Request.
Pick out every line that contains the word "grey" and copy each of those lines. Case counts.
## BEGIN Information given
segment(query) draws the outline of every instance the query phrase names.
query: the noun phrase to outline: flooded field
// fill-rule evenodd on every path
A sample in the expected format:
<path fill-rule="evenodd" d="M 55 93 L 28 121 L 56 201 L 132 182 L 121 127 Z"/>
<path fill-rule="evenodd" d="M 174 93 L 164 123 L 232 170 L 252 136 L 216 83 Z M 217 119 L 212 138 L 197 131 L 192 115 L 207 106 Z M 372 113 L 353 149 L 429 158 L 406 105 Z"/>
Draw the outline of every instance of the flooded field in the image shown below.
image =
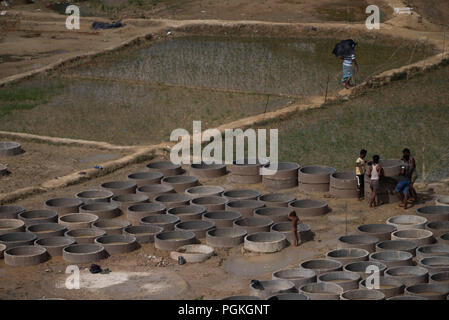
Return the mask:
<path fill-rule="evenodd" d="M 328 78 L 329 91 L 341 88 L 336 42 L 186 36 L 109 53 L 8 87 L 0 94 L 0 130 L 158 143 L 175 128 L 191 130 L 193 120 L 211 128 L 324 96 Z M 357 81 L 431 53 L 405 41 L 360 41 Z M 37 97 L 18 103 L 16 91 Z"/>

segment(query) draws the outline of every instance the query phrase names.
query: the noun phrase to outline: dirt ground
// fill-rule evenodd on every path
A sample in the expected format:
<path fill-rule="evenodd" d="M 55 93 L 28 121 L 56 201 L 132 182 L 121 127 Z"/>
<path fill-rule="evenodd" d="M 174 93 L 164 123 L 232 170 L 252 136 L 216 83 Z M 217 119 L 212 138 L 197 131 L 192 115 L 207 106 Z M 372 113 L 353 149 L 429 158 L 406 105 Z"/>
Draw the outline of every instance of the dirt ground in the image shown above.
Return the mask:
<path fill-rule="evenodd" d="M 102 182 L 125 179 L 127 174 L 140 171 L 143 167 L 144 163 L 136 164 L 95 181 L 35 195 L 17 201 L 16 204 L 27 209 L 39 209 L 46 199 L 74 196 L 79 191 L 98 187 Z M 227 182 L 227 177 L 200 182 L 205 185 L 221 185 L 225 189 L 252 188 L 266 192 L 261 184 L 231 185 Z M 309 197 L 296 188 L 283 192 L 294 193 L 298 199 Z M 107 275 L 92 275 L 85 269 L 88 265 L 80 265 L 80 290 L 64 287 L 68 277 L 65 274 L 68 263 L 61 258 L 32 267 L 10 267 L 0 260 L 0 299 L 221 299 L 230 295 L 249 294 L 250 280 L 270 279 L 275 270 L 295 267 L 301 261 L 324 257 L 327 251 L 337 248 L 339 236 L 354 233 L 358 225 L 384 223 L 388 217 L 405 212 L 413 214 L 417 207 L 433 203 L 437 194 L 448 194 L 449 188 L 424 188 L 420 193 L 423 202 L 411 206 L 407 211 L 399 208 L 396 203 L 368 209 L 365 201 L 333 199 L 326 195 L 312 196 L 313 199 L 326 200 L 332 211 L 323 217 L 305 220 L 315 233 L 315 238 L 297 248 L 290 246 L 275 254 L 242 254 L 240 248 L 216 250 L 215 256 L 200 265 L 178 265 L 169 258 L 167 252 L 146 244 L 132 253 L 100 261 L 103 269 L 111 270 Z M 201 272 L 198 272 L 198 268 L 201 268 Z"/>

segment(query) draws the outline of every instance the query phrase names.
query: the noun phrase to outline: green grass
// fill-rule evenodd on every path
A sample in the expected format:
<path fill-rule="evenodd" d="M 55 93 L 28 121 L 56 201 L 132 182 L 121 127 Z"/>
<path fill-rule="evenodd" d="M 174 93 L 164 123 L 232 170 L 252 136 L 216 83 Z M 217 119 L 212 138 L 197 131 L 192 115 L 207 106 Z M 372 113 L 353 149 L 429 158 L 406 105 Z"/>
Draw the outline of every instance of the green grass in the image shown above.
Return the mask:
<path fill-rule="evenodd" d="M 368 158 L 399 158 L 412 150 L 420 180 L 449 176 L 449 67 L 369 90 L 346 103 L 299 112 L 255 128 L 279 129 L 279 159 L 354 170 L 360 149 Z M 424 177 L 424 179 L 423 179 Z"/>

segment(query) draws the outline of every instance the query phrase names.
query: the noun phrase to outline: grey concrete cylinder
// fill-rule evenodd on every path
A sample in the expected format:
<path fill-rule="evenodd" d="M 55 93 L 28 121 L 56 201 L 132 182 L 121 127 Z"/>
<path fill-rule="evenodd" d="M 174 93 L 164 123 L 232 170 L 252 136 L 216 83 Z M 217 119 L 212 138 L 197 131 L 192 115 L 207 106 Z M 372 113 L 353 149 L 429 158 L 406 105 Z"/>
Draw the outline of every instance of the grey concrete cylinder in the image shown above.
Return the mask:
## END Information given
Final result.
query: the noun phrase to outline: grey concrete cylinder
Draw the outline of every instance of the grey concrete cylinder in the image shown above.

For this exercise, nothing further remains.